▸ **PAGE TEXT**:
___
Rescuing Data from Non Searchable Files using Open Source Workflows

Ehsan Moghadam
Dec 17, 2025
9 min read

Updated: Jun 7

If you work in libraries or archives long enough, someone eventually sends you a PDF that looks perfectly normal in a viewer, but refuses to cooperate. You cannot search it, you cannot copy text, and any attempt to extract content gives you nothing useful.

This happened to me with a conference program and abstract booklet that a researcher needed to search and mine for content. The PDF looked crisp. The fonts were clean. It behaved like a real document in every way except the one that mattered: there was no searchable text layer.

Under the hood, the text had been converted to shapes. In other words, what looked like letters on the screen were actually vector outlines, not characters that software can recognize as text.

I wanted a way to turn that kind of PDF into a fully searchable document using only open source tools, in a workflow that other librarians could reproduce and share. This post walks through what we used, how it works, and how the community could push this workflow into much more ambitious territory, including handwriting and historical material.
___
▸ **DATASET EXTRACT**:
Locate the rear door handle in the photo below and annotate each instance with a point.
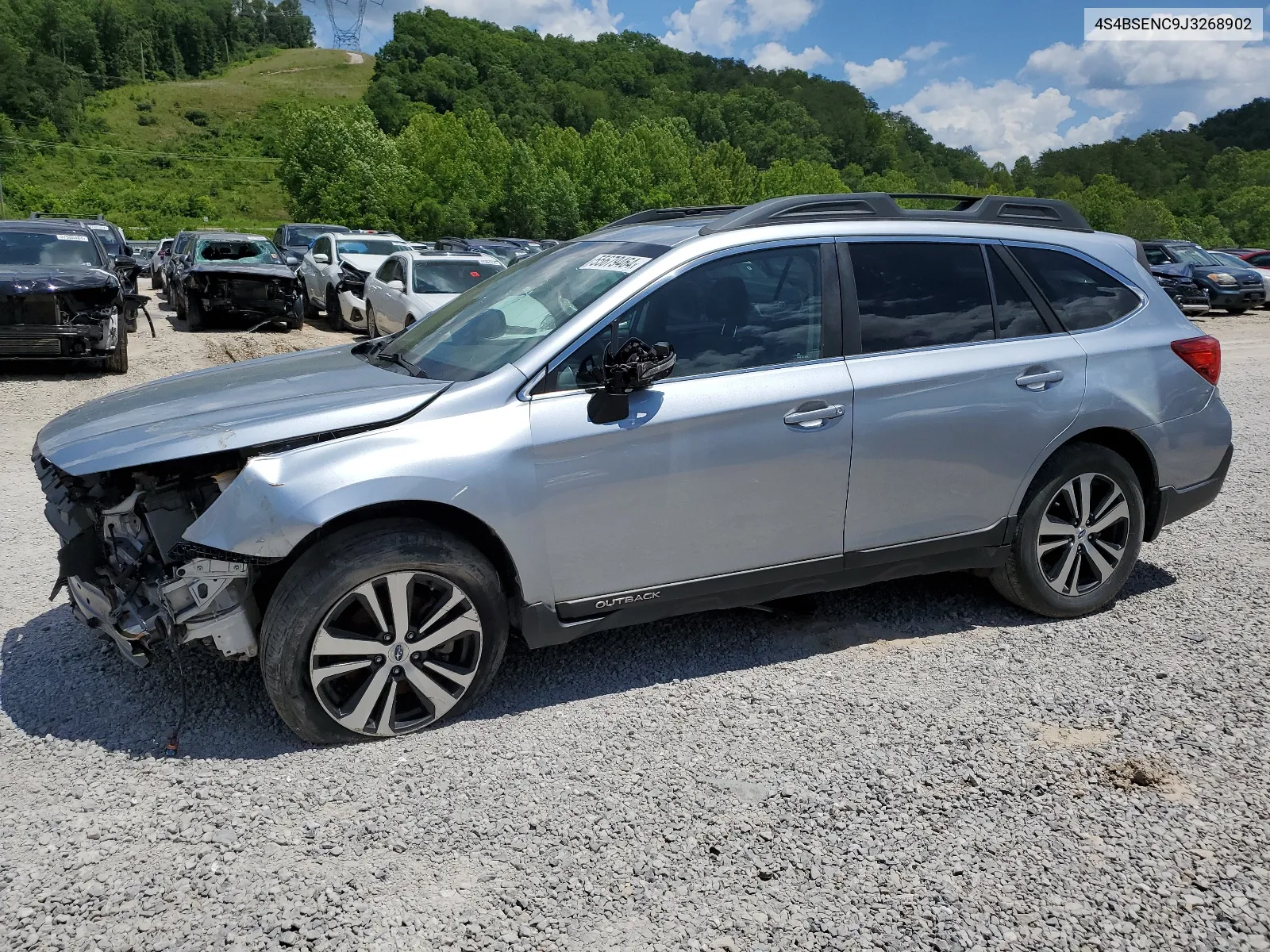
(1039, 380)
(812, 414)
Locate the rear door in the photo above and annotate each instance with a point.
(738, 461)
(962, 378)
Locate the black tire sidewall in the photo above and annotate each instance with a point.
(1071, 463)
(337, 565)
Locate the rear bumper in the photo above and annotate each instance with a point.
(1179, 503)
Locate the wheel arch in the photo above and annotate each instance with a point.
(446, 517)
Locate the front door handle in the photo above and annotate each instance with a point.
(1038, 380)
(813, 414)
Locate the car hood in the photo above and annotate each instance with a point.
(235, 406)
(51, 279)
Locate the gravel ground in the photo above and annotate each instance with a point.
(914, 765)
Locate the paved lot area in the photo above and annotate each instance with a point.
(914, 765)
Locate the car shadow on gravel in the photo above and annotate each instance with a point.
(61, 679)
(700, 645)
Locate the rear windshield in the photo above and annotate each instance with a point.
(48, 248)
(370, 247)
(450, 277)
(237, 251)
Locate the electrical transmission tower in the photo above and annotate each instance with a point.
(348, 37)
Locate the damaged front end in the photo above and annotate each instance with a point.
(60, 317)
(127, 569)
(270, 294)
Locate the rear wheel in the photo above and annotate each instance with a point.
(383, 630)
(1079, 535)
(334, 313)
(117, 362)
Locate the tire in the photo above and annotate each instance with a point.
(332, 582)
(1071, 578)
(117, 361)
(334, 311)
(310, 313)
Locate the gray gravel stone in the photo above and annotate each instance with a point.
(914, 766)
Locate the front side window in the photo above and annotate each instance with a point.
(432, 277)
(237, 251)
(499, 321)
(760, 309)
(920, 294)
(48, 248)
(1083, 295)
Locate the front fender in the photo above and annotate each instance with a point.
(479, 463)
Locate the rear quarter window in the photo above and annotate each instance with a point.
(1083, 295)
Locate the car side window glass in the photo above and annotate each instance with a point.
(743, 311)
(1016, 315)
(920, 294)
(1083, 295)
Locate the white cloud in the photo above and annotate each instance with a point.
(925, 52)
(565, 18)
(1003, 121)
(878, 74)
(717, 25)
(776, 56)
(1214, 75)
(1183, 121)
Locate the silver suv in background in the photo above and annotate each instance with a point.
(689, 409)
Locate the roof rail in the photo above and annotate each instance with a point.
(995, 209)
(651, 215)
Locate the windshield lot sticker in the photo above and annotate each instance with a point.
(615, 263)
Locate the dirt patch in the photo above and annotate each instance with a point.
(1146, 774)
(1053, 736)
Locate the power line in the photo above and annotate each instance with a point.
(146, 155)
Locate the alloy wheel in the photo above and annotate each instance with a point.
(395, 654)
(1083, 533)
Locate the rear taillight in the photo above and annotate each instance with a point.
(1203, 355)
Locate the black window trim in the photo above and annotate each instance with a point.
(1143, 298)
(831, 315)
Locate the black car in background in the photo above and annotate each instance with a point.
(60, 295)
(294, 240)
(1235, 290)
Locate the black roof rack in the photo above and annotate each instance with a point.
(996, 209)
(651, 215)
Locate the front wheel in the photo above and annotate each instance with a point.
(1079, 535)
(381, 630)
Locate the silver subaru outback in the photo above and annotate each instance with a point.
(689, 409)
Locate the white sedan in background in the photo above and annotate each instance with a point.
(343, 258)
(412, 285)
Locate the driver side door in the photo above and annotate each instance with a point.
(736, 463)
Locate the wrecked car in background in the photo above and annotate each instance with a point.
(60, 296)
(238, 277)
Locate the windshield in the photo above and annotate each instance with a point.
(501, 319)
(370, 247)
(450, 277)
(48, 248)
(238, 251)
(1193, 255)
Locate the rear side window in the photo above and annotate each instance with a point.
(1083, 295)
(1016, 315)
(920, 294)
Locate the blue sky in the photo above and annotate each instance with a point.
(1009, 79)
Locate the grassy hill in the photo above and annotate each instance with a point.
(160, 156)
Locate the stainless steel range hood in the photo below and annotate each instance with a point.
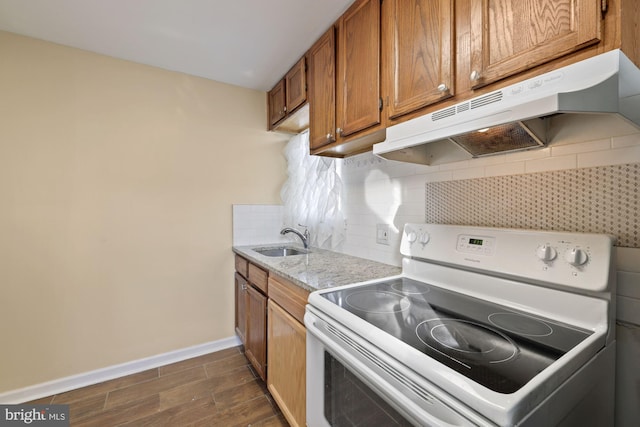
(517, 117)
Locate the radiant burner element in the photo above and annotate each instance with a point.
(521, 324)
(377, 302)
(469, 341)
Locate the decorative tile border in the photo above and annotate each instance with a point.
(592, 200)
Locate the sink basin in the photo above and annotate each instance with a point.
(281, 251)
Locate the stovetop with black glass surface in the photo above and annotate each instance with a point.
(496, 346)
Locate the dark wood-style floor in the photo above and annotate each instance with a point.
(217, 389)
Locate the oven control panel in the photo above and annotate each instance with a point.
(578, 260)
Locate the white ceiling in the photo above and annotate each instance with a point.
(249, 43)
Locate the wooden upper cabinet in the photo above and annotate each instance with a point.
(510, 36)
(277, 103)
(321, 60)
(418, 53)
(296, 85)
(358, 68)
(286, 97)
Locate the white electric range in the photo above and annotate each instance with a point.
(484, 326)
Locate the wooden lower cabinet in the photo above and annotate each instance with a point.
(241, 287)
(270, 322)
(255, 347)
(287, 348)
(287, 364)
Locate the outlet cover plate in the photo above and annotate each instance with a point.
(382, 234)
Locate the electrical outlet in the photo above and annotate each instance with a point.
(382, 234)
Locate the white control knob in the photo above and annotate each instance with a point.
(424, 238)
(576, 256)
(546, 253)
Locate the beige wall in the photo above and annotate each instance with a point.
(116, 186)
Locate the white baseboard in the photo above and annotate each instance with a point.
(104, 374)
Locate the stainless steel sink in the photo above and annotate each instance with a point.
(281, 251)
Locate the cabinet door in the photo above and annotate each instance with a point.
(241, 310)
(358, 78)
(321, 59)
(510, 36)
(296, 85)
(418, 53)
(256, 345)
(287, 364)
(277, 103)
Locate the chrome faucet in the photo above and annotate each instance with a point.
___
▸ **WHAT IS REQUIRED**: Continue the post about rescuing text from non-searchable PDFs, picking up right after its final sentence. The records have no role here.

▸ **RESPONSE TO THIS EXERCISE**:
The Tools: A Small Open Source Stack

The core idea is simple:

Take a PDF that has no useful text layer.
Treat each page as an image.
Run Optical Character Recognition (OCR) on those images.
Embed the recognized text back into a new PDF.

We used three open source tools together:

OCRmyPDF

https://ocrmypdf.readthedocs.io/en/latest/

This is the orchestrator. OCRmyPDF takes a PDF as input, applies OCR, and writes a new PDF that has a real text layer behind the page images. It uses Tesseract and Ghostscript behind the scenes.

Tesseract OCR

https://github.com/tesseract-ocr/tesseract

Tesseract is the actual OCR engine. It looks at each image of a page and tries to recognize characters and words. It supports many languages and has been used in research, libraries, and industry for years.

Ghostscript

https://ghostscript.com/

Ghostscript is a PDF and PostScript interpreter. OCRmyPDF uses it for tasks like rendering pages, handling images, and optimizing the final output.

The important point is that every part of this stack is free and open source. No proprietary software is required, and the workflow can be scripted, shared, and adapted in many different environments.

What Was Wrong With The Original PDF?

The conference booklet that started all this had a problem that is very common:

The content had originally been set in some publication software.
At some point, when the PDF was produced, the actual text was converted into vector outlines.

That means every letter on the page became a tiny shape. When you try to search for a word, there is nothing to search because, as far as the PDF is concerned, there are only drawings, not text.

Scanned material has a similar problem, but with one additional complication: instead of vectors, you have raster images of pages. In both cases, OCR is required to reconstruct text.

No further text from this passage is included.